* **Document section**:
Diversity of African swine fever virus
- PMID: 2581483
Diversity of African swine fever virus
Abstract
An African swine fever virus is an heterogeneous population, consisting of clones having different biological characteristics in respect to hemadsorption, virulence, infectivity, plaque size, and antigenic determinants. The following observations were made: Nonhemadsorbing virus (NHV) have been segregated from field isolates from Haiti (HT-1) and a bone marrow- and buffy coat-passaged Portuguese isolate (L'60BM89BC1) and appear as a major, minor, or equal mixture with hemadsorbing viruses in the virus population. Biological characteristics of the virus inoculated into pigs often differed from viruses isolated later from the same pigs. Virulence and nonhemadsorbing characteristics of isolated clones were genetically stable. The lethal effect of 2 NHV clones of L'60BM89BC1 virus was dose-dependent; small doses of virus induced immunologic deaths or recoveries from the clinical disease in pigs, and large doses induced acute deaths. The NHV of Lisbon isolate of 1960 (L'60) and HT-1 isolate share the same antigenic determinants for inducing protection. Tengani isolate contained clones of distinctly different antigenic determinants, not shared by L'60 or HT-1 isolate that enabled it to overcome the protection induced by the other clones. Passaging of an African swine fever virus isolate in pigs or cell cultures may readily alter the proportions of the different clones in the population and thereby change its overall characteristics. A new virus population with atypical hemadsorption was found in HT-1 field isolate and L'60BM89BC1 virus.

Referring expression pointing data
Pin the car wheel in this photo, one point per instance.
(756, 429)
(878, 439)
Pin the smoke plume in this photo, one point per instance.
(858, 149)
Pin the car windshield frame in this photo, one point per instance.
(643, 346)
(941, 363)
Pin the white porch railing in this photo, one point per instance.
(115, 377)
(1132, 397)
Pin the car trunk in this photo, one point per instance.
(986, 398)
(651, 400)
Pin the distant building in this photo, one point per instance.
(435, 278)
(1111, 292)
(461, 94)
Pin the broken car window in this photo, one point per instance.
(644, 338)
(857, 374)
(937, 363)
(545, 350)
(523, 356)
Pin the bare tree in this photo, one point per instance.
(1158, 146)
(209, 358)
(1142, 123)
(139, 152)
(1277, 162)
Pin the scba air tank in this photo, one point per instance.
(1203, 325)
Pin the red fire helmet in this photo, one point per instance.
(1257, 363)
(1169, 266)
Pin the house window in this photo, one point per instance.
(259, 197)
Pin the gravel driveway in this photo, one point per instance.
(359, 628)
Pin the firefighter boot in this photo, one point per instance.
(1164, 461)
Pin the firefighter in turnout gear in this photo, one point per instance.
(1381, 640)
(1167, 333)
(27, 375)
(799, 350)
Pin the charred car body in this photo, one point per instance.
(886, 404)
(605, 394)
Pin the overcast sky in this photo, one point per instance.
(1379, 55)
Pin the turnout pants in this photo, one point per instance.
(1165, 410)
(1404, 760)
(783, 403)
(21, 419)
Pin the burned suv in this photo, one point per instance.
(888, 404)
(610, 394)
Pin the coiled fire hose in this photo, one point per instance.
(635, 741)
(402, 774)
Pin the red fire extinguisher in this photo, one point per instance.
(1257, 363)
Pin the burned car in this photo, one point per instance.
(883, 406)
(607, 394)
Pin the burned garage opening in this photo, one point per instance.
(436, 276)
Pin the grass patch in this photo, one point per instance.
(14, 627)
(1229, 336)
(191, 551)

* **Exercise**:
According to the abstract on African swine fever virus diversity, what happened to pigs given large doses of the two NHV clones of L'60BM89BC1 virus? Nothing in the records is needed to answer this.

* **Response to the exercise**:
Large doses induced acute deaths.